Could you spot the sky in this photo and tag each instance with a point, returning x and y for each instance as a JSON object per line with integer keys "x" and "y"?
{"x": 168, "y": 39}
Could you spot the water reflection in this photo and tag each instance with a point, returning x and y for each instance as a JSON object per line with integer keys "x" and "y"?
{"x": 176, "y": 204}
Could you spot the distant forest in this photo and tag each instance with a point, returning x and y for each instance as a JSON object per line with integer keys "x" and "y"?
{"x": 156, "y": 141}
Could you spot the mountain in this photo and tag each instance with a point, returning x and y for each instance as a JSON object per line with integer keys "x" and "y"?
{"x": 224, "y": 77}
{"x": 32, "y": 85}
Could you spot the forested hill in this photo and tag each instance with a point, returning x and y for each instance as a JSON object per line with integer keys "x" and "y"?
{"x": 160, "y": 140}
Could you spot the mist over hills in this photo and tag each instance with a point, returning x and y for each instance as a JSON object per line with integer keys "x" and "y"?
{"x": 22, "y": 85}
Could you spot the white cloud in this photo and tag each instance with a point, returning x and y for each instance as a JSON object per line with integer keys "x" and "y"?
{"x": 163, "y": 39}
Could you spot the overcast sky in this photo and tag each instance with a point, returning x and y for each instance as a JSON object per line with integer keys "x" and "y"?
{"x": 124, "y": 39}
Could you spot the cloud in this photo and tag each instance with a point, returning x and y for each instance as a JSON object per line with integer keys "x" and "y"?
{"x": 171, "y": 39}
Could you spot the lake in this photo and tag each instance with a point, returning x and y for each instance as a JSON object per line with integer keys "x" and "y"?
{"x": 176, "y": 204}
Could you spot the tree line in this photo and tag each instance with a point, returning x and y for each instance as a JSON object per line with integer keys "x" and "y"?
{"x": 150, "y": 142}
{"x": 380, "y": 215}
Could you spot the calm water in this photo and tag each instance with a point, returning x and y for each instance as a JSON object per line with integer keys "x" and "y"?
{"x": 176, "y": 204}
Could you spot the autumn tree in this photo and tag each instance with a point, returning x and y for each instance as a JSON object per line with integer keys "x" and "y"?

■ ■ ■ ■

> SCHRIFTELIJKE OPDRACHT: Zet alle regels hierboven om in een JSON-lijst van strings, met één string per regel. Laat lege regels weg.

> ANTWOORD BIJ OEFENING:
[
  "Could you spot the sky in this photo and tag each instance with a point, returning x and y for each instance as a JSON object per line with integer keys \"x\" and \"y\"?",
  "{\"x\": 168, \"y\": 39}",
  "Could you spot the water reflection in this photo and tag each instance with a point, returning x and y for each instance as a JSON object per line with integer keys \"x\" and \"y\"?",
  "{\"x\": 176, \"y\": 204}",
  "Could you spot the distant forest in this photo and tag each instance with a point, returning x and y for each instance as a JSON object per line with integer keys \"x\" and \"y\"?",
  "{\"x\": 156, \"y\": 141}",
  "Could you spot the mountain in this photo and tag each instance with a point, returning x and y for each instance as a JSON object per line with integer keys \"x\" and \"y\"?",
  "{\"x\": 224, \"y\": 77}",
  "{\"x\": 32, \"y\": 85}",
  "Could you spot the forested hill in this photo and tag each instance with a point, returning x and y for each instance as a JSON object per line with integer keys \"x\" and \"y\"?",
  "{\"x\": 160, \"y\": 140}",
  "Could you spot the mist over hills in this photo and tag each instance with a point, returning x and y for each instance as a JSON object per line with integer keys \"x\" and \"y\"?",
  "{\"x\": 22, \"y\": 85}",
  "Could you spot the white cloud in this photo and tag each instance with a point, returning x and y for each instance as a JSON object per line with integer keys \"x\" and \"y\"?",
  "{\"x\": 163, \"y\": 39}",
  "Could you spot the overcast sky in this photo and tag each instance with a point, returning x and y for each instance as a JSON object per line with integer keys \"x\" and \"y\"?",
  "{\"x\": 124, \"y\": 39}",
  "Could you spot the cloud in this photo and tag each instance with a point, returning x and y for each instance as a JSON object per line with integer keys \"x\" and \"y\"?",
  "{\"x\": 171, \"y\": 39}",
  "Could you spot the lake in this photo and tag each instance with a point, returning x and y for each instance as a JSON object per line with integer keys \"x\" and \"y\"?",
  "{\"x\": 176, \"y\": 204}",
  "Could you spot the tree line in this photo and tag each instance with a point, returning x and y for each instance as a JSON object per line with integer keys \"x\" and \"y\"?",
  "{\"x\": 150, \"y\": 142}",
  "{\"x\": 380, \"y\": 215}",
  "Could you spot the calm water in this photo and tag each instance with a point, returning x and y for each instance as a JSON object per line with integer keys \"x\" and \"y\"?",
  "{\"x\": 176, \"y\": 204}",
  "Could you spot the autumn tree in this photo and tag each instance with a point, returning x and y for each instance as a JSON object per line with integer keys \"x\" and \"y\"?"
]